* **GOAL**
Render the data below as a Markdown table, from the line containing "Class, locate every instance of the pond" through the line containing "(1220, 737)", with both ends included. Use the columns Index and Text, number each row, and leave out blank lines.

##### INFORMATION PROVIDED #####

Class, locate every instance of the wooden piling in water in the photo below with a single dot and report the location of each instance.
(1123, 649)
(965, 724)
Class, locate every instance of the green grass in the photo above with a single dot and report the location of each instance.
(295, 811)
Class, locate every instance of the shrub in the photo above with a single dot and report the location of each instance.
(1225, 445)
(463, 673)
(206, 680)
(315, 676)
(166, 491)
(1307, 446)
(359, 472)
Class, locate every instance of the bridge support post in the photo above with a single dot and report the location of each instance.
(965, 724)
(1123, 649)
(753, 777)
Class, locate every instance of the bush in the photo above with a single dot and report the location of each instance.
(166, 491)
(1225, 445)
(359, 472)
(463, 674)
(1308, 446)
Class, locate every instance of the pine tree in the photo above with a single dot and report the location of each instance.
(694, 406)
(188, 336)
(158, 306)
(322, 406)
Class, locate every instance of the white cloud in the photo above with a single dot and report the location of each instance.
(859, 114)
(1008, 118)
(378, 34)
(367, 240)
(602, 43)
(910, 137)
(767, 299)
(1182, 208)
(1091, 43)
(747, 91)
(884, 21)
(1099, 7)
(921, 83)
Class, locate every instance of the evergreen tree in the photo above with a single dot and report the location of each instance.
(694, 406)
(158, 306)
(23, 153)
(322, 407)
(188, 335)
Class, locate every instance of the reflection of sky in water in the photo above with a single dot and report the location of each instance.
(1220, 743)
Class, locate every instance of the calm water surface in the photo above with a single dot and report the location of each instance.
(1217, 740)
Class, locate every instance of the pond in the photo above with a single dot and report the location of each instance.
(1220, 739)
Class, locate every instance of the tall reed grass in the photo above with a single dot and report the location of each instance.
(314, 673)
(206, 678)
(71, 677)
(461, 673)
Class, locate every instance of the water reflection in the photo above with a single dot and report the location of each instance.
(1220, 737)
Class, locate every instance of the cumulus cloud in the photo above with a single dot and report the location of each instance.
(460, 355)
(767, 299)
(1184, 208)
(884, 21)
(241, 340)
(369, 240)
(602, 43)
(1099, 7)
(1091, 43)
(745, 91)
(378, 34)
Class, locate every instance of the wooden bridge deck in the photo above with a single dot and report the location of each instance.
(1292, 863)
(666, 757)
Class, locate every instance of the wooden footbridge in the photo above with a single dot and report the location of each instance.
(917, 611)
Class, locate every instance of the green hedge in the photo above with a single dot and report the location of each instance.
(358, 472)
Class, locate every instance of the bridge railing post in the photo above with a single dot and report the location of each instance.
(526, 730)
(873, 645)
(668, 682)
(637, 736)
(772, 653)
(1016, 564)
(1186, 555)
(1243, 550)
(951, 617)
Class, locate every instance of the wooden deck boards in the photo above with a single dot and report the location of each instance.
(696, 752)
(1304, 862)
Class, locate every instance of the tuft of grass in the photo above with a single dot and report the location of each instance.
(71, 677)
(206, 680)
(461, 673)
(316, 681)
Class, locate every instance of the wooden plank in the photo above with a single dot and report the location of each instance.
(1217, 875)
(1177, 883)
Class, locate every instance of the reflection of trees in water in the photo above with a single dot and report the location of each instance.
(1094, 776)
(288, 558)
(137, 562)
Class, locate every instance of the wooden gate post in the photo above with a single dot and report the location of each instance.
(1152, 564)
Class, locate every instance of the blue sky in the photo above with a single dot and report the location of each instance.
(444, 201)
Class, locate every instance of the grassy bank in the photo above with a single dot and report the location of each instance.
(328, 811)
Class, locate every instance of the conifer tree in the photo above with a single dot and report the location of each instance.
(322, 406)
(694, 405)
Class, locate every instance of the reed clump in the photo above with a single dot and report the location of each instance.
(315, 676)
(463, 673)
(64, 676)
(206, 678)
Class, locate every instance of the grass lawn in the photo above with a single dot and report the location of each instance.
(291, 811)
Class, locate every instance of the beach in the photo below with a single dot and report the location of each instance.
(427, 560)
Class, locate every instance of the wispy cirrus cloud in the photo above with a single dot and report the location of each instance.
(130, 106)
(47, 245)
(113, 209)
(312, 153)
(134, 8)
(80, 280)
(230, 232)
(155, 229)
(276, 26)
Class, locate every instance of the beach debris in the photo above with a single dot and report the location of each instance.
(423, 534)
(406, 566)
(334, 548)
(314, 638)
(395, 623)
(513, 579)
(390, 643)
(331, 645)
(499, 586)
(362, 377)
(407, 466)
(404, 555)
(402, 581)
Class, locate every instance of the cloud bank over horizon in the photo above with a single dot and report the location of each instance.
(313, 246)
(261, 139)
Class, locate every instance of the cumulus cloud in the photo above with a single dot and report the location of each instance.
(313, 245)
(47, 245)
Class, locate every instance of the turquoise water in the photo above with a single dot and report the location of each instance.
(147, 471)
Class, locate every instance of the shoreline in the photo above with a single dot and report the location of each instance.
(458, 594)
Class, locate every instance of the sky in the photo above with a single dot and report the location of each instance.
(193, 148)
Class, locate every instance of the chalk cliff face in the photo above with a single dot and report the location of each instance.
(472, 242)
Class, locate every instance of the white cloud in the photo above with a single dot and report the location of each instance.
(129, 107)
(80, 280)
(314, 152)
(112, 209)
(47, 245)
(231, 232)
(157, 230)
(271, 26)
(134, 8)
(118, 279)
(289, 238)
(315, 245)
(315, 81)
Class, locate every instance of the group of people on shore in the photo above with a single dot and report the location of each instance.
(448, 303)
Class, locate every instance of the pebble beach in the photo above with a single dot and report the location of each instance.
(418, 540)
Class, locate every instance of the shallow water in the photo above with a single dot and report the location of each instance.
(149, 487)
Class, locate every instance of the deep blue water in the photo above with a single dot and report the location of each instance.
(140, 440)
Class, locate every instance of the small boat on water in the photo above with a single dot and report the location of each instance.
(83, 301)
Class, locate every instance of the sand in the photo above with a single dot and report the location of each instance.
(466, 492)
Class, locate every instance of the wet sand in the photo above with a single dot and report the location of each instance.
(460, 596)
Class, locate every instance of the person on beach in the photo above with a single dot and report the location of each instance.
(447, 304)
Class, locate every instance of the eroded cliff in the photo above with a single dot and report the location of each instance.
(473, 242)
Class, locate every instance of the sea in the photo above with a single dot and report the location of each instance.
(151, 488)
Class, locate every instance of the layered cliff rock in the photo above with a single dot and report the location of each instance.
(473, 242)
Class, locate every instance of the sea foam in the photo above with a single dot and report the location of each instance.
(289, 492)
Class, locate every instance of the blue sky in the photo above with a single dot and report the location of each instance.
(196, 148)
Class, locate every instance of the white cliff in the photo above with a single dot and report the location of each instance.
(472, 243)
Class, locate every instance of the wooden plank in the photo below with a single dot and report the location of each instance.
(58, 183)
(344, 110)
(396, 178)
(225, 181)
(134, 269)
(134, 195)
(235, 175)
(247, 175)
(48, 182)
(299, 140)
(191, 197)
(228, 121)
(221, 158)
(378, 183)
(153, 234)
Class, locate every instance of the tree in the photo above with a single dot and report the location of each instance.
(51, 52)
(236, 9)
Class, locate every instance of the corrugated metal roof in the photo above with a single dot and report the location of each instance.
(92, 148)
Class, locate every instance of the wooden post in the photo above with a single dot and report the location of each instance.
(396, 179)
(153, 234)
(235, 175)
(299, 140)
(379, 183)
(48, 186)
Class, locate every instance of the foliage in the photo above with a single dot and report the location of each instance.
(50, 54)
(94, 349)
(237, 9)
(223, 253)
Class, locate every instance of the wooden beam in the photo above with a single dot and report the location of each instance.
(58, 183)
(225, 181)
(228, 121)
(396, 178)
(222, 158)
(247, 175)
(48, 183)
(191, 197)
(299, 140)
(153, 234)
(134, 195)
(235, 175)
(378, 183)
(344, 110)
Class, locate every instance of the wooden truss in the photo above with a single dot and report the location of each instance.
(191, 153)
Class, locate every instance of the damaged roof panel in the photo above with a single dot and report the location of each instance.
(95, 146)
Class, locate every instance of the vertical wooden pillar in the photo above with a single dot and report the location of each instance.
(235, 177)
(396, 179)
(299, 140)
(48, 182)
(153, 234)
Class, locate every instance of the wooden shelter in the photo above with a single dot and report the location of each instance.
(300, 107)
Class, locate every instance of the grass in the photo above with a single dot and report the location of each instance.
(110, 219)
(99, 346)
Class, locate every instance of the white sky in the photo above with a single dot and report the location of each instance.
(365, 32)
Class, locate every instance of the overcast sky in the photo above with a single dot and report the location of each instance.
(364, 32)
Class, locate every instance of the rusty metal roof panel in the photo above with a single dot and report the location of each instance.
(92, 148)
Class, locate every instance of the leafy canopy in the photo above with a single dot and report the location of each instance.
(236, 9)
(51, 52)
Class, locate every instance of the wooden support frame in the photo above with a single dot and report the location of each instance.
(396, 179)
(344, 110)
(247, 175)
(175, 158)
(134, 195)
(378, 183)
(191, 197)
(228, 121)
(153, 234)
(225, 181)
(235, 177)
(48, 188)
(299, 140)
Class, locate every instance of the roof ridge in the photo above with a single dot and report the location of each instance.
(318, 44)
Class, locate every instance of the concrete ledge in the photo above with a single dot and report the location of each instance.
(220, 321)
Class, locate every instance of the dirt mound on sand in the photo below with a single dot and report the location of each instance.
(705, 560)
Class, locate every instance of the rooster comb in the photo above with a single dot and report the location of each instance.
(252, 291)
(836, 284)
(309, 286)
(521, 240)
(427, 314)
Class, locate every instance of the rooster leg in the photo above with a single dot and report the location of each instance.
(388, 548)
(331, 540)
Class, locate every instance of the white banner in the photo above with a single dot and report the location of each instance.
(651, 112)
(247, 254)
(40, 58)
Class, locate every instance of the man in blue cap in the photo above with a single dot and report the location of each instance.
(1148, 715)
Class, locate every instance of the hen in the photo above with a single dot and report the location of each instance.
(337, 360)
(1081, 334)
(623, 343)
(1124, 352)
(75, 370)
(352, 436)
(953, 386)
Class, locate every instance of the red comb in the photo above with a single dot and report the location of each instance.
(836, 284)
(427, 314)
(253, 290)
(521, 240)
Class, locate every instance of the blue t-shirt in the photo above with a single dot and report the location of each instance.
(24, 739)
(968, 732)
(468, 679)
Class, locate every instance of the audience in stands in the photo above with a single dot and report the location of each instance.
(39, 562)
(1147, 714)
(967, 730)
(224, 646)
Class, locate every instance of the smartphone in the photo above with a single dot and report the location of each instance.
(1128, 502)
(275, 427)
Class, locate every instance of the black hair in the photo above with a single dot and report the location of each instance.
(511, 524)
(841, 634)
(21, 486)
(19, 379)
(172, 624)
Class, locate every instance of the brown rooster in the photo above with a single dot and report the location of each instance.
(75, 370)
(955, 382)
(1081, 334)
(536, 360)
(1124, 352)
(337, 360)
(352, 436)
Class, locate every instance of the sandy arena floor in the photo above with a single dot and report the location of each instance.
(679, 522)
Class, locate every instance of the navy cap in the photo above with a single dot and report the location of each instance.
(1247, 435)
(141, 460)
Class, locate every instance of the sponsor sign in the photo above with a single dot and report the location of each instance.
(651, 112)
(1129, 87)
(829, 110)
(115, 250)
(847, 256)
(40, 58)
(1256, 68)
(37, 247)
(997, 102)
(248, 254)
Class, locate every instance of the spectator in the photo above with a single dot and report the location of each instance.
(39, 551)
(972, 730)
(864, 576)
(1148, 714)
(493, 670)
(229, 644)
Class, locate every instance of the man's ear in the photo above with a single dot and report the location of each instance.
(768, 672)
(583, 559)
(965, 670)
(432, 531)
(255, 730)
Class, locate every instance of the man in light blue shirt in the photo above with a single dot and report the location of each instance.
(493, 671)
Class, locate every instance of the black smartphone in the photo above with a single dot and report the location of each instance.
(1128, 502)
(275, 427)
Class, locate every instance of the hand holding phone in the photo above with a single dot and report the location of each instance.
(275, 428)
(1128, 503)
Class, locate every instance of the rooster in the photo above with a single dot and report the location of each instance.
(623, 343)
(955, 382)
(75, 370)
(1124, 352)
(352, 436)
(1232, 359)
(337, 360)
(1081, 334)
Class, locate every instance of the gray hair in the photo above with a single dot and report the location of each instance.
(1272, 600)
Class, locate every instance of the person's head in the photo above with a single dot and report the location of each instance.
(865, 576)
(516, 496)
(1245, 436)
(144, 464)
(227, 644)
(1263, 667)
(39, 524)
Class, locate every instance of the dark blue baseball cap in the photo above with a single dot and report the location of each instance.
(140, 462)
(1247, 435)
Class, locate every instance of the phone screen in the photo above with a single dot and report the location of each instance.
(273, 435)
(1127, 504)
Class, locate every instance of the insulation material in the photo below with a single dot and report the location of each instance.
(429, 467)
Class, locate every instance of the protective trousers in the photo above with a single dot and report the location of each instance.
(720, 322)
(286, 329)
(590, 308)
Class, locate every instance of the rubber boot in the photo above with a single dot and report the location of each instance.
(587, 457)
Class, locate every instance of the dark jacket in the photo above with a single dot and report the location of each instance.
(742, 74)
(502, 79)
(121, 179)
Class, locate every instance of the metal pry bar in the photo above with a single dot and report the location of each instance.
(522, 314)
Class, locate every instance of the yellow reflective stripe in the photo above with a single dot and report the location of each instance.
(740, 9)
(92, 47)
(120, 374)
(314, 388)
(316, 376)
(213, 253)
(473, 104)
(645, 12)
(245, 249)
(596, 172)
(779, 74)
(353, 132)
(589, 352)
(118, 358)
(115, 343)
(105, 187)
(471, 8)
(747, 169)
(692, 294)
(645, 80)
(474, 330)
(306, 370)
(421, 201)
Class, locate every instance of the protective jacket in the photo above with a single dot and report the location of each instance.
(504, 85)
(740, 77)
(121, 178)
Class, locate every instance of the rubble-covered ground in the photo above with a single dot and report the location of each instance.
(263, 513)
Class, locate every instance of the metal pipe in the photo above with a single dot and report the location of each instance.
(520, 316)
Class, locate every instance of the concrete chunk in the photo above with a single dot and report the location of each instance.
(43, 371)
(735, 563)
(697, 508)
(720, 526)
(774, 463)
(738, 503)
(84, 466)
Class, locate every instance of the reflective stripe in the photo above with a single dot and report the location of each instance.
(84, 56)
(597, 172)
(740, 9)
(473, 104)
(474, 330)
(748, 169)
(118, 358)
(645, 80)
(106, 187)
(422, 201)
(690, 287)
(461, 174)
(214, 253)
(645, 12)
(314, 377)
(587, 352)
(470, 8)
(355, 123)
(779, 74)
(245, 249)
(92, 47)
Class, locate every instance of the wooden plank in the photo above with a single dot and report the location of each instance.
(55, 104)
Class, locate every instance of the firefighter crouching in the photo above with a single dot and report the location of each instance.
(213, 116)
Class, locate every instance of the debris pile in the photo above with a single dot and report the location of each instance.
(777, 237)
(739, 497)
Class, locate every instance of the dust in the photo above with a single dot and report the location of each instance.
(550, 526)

#####

* **WRITTEN SOLUTION**
| Index | Text |
|---|---|
| 1 | Class, locate every instance of the pond in the photo above with a single dot and report the location of each instance. |
| 2 | (1220, 739) |
| 3 | Class, locate every instance of the tall reed grass in the photo above with a single dot and report the location of each instance. |
| 4 | (314, 673) |
| 5 | (206, 678) |
| 6 | (71, 677) |
| 7 | (461, 673) |
| 8 | Class, locate every instance of the water reflection in the photo above with a single dot and report the location of each instance. |
| 9 | (1220, 737) |